[Dataset records]
━━━

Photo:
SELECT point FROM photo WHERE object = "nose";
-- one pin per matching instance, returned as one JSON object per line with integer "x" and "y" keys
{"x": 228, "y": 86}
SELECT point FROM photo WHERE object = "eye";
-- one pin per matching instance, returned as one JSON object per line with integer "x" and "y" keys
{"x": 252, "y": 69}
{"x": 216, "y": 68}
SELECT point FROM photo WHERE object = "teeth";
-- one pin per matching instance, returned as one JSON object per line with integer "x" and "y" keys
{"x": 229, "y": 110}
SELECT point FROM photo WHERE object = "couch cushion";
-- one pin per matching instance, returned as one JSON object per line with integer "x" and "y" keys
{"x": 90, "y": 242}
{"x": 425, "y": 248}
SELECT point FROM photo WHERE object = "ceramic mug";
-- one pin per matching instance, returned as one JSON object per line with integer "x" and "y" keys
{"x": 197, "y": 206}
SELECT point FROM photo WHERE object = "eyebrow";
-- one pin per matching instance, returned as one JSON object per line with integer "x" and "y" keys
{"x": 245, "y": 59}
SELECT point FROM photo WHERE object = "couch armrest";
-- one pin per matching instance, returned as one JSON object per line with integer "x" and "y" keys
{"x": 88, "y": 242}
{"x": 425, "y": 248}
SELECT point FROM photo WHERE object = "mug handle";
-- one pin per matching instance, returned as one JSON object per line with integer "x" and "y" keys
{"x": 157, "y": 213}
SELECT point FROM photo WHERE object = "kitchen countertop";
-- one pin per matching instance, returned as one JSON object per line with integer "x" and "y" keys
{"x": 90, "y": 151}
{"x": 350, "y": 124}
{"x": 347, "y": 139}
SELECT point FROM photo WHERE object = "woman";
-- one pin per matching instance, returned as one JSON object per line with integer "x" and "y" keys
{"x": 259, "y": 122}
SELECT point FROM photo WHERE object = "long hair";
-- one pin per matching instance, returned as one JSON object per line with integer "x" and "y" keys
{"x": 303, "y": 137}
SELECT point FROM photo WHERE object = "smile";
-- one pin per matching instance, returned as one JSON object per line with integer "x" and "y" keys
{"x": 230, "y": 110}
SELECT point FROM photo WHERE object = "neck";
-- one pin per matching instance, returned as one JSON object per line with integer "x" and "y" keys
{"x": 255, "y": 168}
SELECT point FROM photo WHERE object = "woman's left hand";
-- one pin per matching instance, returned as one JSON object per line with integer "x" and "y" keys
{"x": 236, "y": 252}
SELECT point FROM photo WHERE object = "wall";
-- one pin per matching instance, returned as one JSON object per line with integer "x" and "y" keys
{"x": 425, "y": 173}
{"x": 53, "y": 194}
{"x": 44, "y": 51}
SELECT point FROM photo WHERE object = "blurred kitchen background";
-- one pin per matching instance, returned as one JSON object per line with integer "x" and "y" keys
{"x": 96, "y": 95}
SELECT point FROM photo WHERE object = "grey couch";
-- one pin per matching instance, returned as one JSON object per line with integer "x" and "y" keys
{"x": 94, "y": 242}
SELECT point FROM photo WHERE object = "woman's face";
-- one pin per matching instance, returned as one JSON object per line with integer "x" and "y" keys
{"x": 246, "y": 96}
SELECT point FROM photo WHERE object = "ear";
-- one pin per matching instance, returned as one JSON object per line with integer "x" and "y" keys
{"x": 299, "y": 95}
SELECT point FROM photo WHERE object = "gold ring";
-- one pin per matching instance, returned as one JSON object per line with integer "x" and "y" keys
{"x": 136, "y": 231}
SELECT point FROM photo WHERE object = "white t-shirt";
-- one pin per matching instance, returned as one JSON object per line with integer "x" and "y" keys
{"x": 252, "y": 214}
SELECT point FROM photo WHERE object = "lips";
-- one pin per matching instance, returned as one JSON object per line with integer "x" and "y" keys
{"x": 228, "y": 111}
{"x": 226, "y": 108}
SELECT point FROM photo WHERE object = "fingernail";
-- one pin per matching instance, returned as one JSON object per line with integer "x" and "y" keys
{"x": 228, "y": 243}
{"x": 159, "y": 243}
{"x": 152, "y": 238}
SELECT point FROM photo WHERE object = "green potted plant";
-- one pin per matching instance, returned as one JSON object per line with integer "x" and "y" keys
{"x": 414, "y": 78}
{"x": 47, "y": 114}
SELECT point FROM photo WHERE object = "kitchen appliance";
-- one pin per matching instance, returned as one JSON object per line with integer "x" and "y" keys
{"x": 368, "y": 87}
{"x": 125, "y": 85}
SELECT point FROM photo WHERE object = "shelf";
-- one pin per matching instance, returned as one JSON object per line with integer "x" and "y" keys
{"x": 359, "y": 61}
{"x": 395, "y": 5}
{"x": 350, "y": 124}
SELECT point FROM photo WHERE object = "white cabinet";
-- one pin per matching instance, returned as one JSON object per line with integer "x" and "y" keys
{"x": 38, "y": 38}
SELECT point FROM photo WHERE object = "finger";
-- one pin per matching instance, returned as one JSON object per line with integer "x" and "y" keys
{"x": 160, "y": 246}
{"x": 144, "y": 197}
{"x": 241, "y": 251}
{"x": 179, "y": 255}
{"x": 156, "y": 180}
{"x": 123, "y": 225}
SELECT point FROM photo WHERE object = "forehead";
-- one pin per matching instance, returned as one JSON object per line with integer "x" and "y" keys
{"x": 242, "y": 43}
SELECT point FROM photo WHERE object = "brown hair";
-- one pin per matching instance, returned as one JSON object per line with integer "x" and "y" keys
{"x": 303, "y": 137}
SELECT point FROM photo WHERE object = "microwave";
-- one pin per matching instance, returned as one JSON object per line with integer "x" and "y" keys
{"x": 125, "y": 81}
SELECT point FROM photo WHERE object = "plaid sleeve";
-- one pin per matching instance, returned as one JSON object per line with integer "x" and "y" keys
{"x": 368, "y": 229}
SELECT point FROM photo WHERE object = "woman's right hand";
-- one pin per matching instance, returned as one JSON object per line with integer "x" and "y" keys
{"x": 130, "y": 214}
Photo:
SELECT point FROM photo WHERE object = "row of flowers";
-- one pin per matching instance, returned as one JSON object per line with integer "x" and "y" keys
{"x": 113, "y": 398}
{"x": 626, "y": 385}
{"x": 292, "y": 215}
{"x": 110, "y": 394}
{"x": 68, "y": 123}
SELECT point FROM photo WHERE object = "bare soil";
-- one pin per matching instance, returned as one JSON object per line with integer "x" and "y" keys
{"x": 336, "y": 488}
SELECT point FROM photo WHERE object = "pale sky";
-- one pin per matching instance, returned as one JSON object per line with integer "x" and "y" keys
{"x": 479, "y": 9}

━━━

Goal: How many lines in the rows above contain the word "white"? Reply with the number alone.

Task response: 2